吃過晚飯,跟比爾一起散個步,碰到了崔傑。簡短的寒暄。抄近路回家了。

海雲吃過晚飯帶來了花盆來看我。我和比爾剛回到家,就是不想有任何交集。但是她來了,還帶了兩個playa bowl,結果談話長達兩個小時。


周三(5/24/2023)

雖然四年沒有見面,期間已經發生了驚天動地的變化。一場疫情把生活本身撕裂得一塌糊塗,有的碎片可以被粘上,留有着看得見摸得着的裂痕;有的碎片已經無影無終,空缺永駐,那樣的缺失在寒風凜冽的日子裏更感寒冷,但是可能因爲有了那樣的空缺,有點時候最最微弱的光,也會顯得溫暖而觸手可及。

前一天晚上就有一點小失眠,從知道JW要來美國參加她女兒的大學畢業典禮之後就一直在心裏盼望著這次見面。那種扳著手指數日子的期盼給我帶來的光在我最沮喪的時候,在我又跑到黑暗之地的時候托住了我。

終於已經在去紐約市的車上了。進了城以後就開始交通堵塞,心急似箭,意外地發現餐館附近的停車場都已經滿了,我就忍不住有點焦躁起來。最後比爾把我在餐館門口放下,自己去停車。我們到的時候,JW給我信息說已經在餐館裏一張六人位坐下。我進去之後,還沒有見到人,就已經響亮地叫她的名字,她聽到名字后,站起,我幾乎是撲到她身上的,緊緊地擁抱后,淚水已經濕潤了眼眶。

坐下之後,我一時都不知道該説是麽,所有的話極大缸子,都不知道怎麽往外倒,生怕倒得不小心,就被遺漏了。我選了一家在紐約排名第40的韓國餐館,主要是裏JW入住的酒店比較進,步行距離就可以到,而我們在周邊也有一些可以游玩的地方。餐館的生意非常紅火,我也沒有多大的心思在食物上。終於完成了點菜的任務之後,我們兩個就迫不及待地説起話來。

人與人之間的談話有很多種,從很有禮貌的寒暄,到熱烈的夜談,有回憶往事的敘舊,有彼此雙方生活中的更新,有滔滔不絕的傾訴,有注釋着對方的傾聽。在我和JW之間,涵蓋了太多的談話。如果話語是真的能放在籮筐裏的話,那麽我們見面之間,我是背負着幾大筐的,分別之後,籮筐還在,内容變了。

整個吃飯之間,除了上食物的時候稍微對吃的有了關注,整個過程都是不停地聆聽,詞不達意地訴説。比爾總算是停下了車,加入了我們。我都忘了給JW一家介紹,似乎我們六個人都已經彼此認識三十多年,就跟我和JW一樣。

吃過午飯,我們準備慢慢晃去下一個目的地,一個新的網紅瞭望臺。路過Bryant Park的時候,一篇仲春的生機勃勃。我和聰一般是冬季假期來這裏看大家溜冰和節假日市場,而今日看到的卻是冬日的溜冰場被綠毧般的草地代替。大家愜意地坐在草地上,或野餐,或看書,或發呆,或什麽也不做,就是享受這美好的一天。我提議吃Lady M的蛋糕,JW攙著我說,不要,我們就這樣走走説話話。是啊,説話成了多麽奢侈的一種向往。
==================================================
= 練習活動 =
[1] 在這篇日記裏，JW這次來美國是爲了什麽事？
[2] 用三句話概括這篇日記。
[3] 從這篇日記的最後一句之後接著寫下去。
這些記錄是另外的材料，跟上面的日記沒有關係。

(數據集裏的記錄)
==================================================
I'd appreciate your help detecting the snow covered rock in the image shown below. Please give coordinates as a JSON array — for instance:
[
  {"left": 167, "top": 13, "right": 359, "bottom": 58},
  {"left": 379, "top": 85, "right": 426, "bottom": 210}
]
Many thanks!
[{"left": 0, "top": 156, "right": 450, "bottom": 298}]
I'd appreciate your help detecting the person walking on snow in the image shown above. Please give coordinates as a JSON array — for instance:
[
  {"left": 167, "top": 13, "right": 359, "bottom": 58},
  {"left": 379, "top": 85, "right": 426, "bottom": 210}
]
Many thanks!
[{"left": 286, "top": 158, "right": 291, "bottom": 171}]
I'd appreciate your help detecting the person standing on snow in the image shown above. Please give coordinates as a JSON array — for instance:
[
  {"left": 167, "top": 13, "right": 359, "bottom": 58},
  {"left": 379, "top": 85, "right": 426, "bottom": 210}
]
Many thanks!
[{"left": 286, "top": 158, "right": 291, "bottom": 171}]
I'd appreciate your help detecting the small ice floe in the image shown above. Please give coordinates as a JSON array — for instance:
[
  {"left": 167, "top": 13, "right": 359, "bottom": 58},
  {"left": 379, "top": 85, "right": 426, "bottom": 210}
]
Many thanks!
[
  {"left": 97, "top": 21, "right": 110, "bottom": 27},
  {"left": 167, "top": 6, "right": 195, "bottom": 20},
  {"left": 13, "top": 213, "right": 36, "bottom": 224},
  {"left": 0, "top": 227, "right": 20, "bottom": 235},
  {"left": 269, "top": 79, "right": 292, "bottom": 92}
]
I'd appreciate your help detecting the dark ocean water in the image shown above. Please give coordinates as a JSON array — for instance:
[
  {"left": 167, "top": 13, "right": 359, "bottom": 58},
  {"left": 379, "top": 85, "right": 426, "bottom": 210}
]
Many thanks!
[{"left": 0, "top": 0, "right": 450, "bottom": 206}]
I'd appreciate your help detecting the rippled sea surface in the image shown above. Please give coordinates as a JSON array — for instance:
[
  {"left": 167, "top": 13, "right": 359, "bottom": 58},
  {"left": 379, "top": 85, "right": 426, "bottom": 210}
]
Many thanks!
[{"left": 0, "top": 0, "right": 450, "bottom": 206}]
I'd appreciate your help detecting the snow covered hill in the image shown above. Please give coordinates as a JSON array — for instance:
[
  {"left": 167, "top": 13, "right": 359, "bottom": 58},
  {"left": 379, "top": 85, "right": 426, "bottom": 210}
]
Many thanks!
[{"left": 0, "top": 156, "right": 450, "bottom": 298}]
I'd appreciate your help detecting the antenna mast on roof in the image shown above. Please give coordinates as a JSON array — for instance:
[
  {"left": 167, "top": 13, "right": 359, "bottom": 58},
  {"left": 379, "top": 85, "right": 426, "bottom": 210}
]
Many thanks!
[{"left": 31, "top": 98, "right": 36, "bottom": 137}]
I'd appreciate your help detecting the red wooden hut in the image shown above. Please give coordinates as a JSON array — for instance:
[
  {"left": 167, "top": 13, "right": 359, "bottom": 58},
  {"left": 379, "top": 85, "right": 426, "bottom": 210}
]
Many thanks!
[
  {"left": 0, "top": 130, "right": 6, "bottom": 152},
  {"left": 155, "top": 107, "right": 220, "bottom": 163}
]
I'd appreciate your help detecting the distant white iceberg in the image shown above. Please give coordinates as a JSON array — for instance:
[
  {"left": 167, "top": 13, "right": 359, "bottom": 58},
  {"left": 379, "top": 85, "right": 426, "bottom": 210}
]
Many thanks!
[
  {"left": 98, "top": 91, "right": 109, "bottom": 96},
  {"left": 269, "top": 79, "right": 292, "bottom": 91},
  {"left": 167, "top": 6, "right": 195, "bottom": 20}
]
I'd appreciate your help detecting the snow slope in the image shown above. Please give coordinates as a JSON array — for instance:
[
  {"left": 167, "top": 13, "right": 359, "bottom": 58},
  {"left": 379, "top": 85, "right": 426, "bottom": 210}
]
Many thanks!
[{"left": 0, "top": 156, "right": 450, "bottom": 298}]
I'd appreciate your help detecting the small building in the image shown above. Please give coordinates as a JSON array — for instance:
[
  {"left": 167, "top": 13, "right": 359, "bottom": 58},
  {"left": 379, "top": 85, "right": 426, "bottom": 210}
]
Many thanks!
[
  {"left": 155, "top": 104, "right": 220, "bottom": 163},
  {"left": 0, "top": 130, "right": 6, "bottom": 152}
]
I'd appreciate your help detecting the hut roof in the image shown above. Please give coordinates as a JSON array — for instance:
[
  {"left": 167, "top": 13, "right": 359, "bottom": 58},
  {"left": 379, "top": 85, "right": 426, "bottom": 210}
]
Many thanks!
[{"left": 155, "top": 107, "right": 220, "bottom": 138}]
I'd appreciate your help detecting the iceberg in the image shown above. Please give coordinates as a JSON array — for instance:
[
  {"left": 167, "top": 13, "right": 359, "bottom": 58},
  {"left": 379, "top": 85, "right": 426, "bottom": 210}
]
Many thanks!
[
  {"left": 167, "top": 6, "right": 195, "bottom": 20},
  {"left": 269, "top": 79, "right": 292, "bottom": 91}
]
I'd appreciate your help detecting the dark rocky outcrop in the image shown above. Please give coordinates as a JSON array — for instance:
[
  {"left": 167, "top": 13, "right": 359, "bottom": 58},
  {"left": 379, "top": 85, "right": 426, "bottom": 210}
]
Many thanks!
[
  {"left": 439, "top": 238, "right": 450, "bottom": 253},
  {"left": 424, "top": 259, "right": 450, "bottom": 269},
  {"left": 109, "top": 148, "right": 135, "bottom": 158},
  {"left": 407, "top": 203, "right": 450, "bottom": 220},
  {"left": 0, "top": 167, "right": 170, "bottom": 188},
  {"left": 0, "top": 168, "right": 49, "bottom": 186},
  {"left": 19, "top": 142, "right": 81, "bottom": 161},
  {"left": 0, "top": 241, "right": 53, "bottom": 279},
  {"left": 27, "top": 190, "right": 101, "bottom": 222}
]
==================================================
= 參考答案 =
[1] 參加她女兒的大學畢業典禮。

[2] 作者和比爾散步回家後，海雲帶著花盆和兩個playa bowl來訪，兩人談了兩個小時。周三，作者去紐約和四年沒見的JW重聚，一見面就緊緊擁抱，在韓國餐館吃飯時幾乎一直在說話。飯後大家走過Bryant Park去一個新的網紅瞭望臺，JW不想去吃蛋糕，只想一起走走說說話。

[3]
經過紐約公共圖書館的時候,我實在是忍不住要推薦JW進去看一眼。這座已經有112年歷史的公共圖書館一直是我在紐約最鍾愛的地方。門口的獅子:Patience and Fortitude。它們已經成成爲一種堅定的象徵:“that represent the bravery required to get through challenging times and the gateway to information and education, which has helped build brighter futures for millions of people from around the world,” 我們進入一樓的The Treasury的展廳,已經不需要預約票子就可以看到,走馬觀換地看到了狄更斯寫作的桌椅,還有小熊維尼那個系列裏所有形象的原型。因爲還是要掐著點去下一站,所以匆匆到此一游。

到了Summit One的時候,有點轉向,但是伴隨着”人多力量大“,還是比較順利地找到了入口。在最後進入電梯參觀之前,工作人員好心地上來問我,”你需要輪椅嗎?“被她的洞察力所感動,但是我還是想站起來自己走動,所以婉言拒絕了。之後高速電梯直衝91樓,映入眼簾的就是明晃晃的一個大廳。除了落地玻璃眺望整個紐約市容,天花板,地板都是鏡子,反射再反射在反射可以看到自己一連串的倒影。突如其來的影像讓我們有點不知所措,很想拍照片,又不知道該怎麽拍姿勢。視覺冲擊非常强大。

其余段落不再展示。